(Beginning of ENTRIES PROVIDED)
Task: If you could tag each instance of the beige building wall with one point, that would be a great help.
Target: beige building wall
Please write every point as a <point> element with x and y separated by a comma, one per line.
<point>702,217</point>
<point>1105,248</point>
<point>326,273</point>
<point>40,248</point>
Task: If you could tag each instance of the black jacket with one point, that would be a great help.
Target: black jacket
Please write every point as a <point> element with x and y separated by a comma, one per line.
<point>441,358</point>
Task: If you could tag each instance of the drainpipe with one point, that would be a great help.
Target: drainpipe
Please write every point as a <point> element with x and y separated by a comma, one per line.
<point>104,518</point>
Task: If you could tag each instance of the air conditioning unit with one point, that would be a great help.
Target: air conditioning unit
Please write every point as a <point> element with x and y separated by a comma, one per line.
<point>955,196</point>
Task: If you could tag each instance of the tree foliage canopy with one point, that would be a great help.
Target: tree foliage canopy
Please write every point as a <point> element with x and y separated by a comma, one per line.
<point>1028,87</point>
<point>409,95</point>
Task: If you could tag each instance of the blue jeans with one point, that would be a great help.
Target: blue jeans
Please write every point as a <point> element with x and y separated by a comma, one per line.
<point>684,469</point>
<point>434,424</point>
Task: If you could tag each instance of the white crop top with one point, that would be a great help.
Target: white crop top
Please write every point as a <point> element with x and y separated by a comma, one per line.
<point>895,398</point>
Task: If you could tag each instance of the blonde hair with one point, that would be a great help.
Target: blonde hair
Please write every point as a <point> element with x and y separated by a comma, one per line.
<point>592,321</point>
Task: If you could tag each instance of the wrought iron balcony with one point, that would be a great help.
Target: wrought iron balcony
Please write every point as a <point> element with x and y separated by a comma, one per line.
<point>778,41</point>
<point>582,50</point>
(End of ENTRIES PROVIDED)
* INSTRUCTIONS TO FOLLOW
Send back the lines of the records word for word, from the very first through the line containing "Target: black jacket".

* RESULT OF THIS EXERCISE
Task: If you could tag each instance of the beige building wall with one point, that would be a great help.
Target: beige building wall
Please write every point as a <point> element with x and y separated by a comma, one per line.
<point>702,217</point>
<point>1105,248</point>
<point>326,273</point>
<point>40,248</point>
Task: If you could tag each instance of the black jacket with one point, that would be a great help.
Target: black jacket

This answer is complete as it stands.